Text provided:
----------
A recent set of publications have employed this type of entropy analysis to study strings of AOI transitions. Day et al. (2018) describe their use of scanpath analysis and transition entropy calculations to distinguish significant differences between groups of students. Tang and Pienta (2018) provide a detailed explanation of these types of analyses for chemistry education researchers. A related article from Tang et al. (2018) gives a more technical description of the GrpString package in R that can facilitate the entropy calculations. This type of pattern analysis helps to capture more detail about the way participants view problems, yet it relies on various methods of collapsing the data into isolated patterns of transitions, losing the overall view of fixations and heat maps.
Of course, no single analysis will capture all nuances of eye-tracking data, but we argue that stationary and transition entropy terms can be a powerful option for Science Education researchers to study and describe subtle differences between groups. Next, we consider two example studies to illustrate how entropy analyses might be used.
----------
Data rows:
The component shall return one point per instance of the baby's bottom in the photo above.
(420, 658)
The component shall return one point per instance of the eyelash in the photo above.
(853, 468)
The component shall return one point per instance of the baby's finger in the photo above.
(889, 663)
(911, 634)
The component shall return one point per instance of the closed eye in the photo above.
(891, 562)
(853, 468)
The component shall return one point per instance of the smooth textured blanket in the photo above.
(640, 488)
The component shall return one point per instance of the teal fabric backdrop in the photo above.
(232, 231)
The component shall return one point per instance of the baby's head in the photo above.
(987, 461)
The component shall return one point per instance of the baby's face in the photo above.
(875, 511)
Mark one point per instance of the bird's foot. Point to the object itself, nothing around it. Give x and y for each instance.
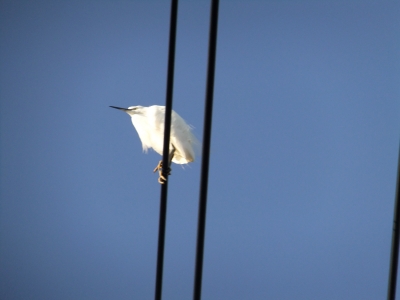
(161, 179)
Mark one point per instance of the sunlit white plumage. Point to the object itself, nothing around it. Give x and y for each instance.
(149, 124)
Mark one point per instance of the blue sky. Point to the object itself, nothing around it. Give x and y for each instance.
(303, 156)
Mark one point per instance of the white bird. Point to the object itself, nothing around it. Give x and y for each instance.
(149, 124)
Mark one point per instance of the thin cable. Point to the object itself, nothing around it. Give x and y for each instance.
(206, 150)
(167, 131)
(394, 257)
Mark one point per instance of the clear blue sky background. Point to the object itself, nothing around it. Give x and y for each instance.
(303, 158)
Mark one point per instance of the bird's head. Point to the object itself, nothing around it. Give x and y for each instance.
(131, 110)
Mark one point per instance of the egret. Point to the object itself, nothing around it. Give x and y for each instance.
(149, 124)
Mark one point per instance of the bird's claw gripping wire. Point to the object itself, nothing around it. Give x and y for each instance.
(161, 179)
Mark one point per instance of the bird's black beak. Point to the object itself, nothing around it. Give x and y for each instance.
(120, 108)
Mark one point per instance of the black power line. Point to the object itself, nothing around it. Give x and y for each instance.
(167, 131)
(394, 257)
(212, 49)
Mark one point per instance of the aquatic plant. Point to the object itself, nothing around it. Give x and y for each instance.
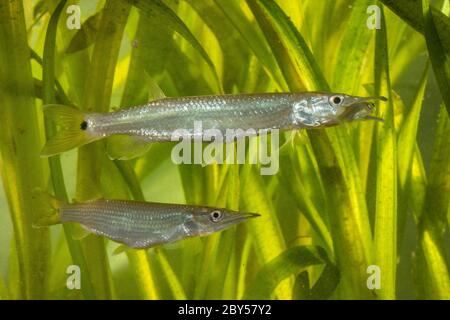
(349, 204)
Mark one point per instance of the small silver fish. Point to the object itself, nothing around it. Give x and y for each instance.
(159, 119)
(139, 224)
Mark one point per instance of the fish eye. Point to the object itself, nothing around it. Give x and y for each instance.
(83, 125)
(337, 100)
(215, 215)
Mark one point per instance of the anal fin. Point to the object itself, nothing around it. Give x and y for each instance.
(123, 147)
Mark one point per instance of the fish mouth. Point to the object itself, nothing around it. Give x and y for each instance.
(360, 108)
(239, 217)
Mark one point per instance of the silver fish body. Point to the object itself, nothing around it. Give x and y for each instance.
(226, 117)
(145, 224)
(158, 120)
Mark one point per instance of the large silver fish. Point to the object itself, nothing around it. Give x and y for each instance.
(139, 224)
(158, 120)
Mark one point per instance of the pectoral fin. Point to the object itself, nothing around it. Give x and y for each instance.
(123, 147)
(79, 232)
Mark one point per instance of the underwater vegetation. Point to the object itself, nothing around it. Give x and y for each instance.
(355, 211)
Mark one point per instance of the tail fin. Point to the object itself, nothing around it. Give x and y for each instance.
(51, 209)
(71, 129)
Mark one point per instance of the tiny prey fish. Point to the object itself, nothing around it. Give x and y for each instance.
(157, 120)
(139, 224)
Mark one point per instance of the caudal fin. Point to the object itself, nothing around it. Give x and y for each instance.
(50, 209)
(71, 129)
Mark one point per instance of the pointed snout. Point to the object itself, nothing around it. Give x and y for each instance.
(240, 217)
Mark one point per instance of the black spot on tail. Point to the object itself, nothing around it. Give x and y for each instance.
(83, 125)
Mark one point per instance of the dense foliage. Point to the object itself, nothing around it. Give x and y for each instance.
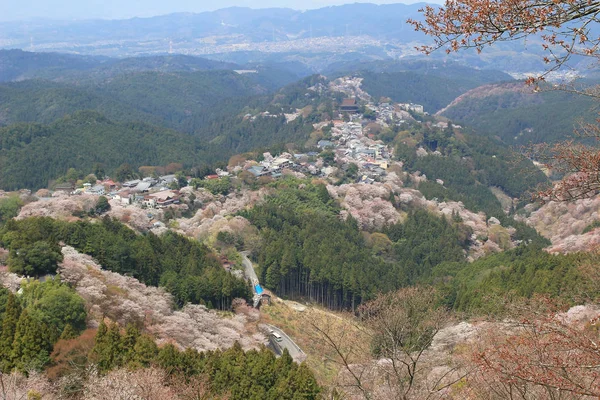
(429, 89)
(521, 118)
(254, 374)
(32, 154)
(308, 250)
(32, 322)
(184, 267)
(483, 287)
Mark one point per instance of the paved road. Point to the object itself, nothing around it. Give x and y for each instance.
(249, 269)
(287, 343)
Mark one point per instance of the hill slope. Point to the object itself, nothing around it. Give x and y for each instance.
(514, 113)
(32, 154)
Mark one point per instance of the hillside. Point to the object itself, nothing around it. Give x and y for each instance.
(518, 116)
(434, 85)
(33, 154)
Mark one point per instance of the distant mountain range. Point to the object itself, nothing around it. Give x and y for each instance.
(312, 39)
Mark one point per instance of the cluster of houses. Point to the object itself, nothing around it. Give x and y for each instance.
(351, 145)
(148, 192)
(305, 163)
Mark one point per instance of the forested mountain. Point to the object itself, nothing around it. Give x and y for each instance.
(434, 85)
(45, 102)
(33, 154)
(519, 116)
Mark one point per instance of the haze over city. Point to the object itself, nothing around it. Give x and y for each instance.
(121, 9)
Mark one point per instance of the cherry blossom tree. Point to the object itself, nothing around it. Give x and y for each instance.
(565, 29)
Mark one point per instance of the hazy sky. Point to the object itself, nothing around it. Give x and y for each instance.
(14, 10)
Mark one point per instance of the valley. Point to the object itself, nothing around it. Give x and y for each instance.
(314, 211)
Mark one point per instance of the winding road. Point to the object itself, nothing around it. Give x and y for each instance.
(286, 342)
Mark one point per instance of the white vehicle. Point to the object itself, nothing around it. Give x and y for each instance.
(277, 336)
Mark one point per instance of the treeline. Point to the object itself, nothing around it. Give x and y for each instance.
(520, 118)
(32, 154)
(32, 322)
(308, 251)
(185, 268)
(484, 286)
(209, 128)
(428, 89)
(232, 373)
(469, 167)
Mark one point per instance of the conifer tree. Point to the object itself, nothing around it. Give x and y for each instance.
(145, 351)
(31, 346)
(9, 327)
(68, 333)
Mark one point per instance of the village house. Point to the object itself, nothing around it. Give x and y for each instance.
(164, 198)
(349, 105)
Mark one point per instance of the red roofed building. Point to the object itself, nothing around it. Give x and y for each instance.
(349, 105)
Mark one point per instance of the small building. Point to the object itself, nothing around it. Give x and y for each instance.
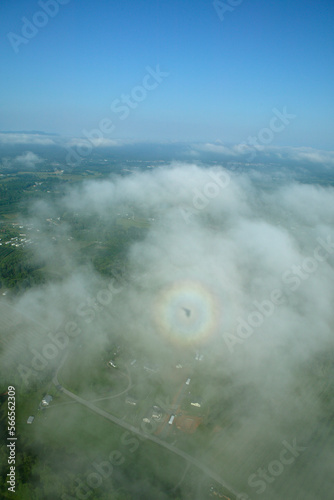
(196, 402)
(46, 400)
(131, 401)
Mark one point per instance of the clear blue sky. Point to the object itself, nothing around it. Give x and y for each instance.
(225, 76)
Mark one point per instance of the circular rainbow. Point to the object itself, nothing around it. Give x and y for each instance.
(186, 312)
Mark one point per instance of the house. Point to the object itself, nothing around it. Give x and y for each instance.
(46, 400)
(131, 401)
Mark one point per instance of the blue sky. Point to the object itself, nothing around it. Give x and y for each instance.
(225, 76)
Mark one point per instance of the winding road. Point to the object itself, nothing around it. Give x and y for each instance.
(191, 460)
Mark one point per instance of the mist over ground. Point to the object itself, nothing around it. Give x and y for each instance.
(251, 258)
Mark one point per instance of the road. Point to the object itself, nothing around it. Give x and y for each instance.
(142, 434)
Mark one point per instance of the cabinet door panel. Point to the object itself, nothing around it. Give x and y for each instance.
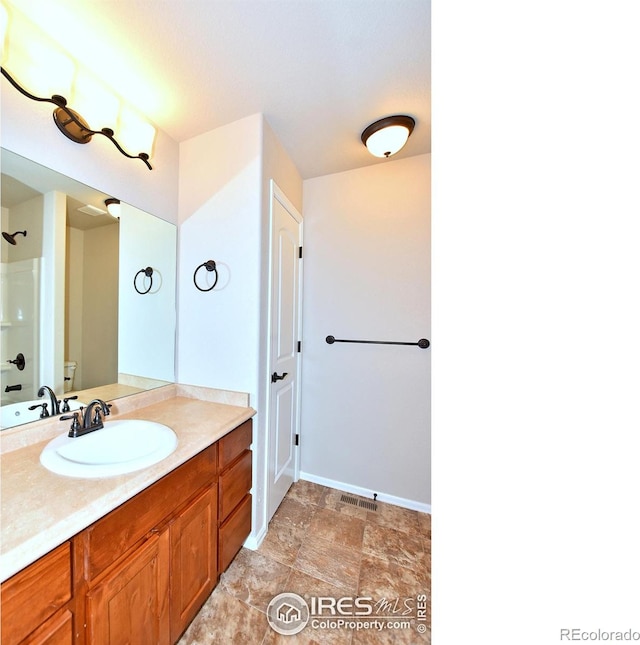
(234, 484)
(233, 444)
(131, 604)
(111, 536)
(35, 593)
(56, 631)
(233, 533)
(194, 563)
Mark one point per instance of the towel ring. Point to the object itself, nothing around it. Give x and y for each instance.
(149, 273)
(209, 265)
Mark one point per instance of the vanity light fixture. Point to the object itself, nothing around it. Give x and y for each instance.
(11, 237)
(113, 206)
(71, 124)
(387, 136)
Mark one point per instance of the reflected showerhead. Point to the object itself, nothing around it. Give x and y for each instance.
(12, 238)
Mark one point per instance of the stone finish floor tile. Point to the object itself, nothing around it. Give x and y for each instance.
(224, 619)
(403, 548)
(329, 562)
(395, 517)
(337, 528)
(254, 578)
(319, 546)
(287, 530)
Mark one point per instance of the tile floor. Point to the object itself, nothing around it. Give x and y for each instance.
(319, 546)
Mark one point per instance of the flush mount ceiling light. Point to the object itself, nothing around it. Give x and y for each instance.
(113, 206)
(387, 136)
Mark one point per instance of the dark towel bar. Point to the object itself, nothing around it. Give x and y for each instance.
(423, 343)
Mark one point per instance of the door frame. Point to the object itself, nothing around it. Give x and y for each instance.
(276, 193)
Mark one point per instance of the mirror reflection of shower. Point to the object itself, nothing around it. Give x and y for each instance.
(11, 237)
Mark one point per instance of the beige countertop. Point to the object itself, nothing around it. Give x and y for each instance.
(40, 509)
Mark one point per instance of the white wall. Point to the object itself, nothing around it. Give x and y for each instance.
(28, 129)
(146, 323)
(224, 210)
(366, 408)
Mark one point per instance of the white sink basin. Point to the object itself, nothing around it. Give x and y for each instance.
(118, 448)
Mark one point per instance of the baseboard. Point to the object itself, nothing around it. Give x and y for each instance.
(253, 542)
(366, 492)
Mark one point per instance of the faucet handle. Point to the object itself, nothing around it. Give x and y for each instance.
(45, 413)
(102, 409)
(75, 424)
(65, 403)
----------
Exercise instructions: According to the passage on entropy analysis, which R package can facilitate the entropy calculations? The records stand apart from the passage on entropy analysis and are not part of it.

Exercise answer: The GrpString package.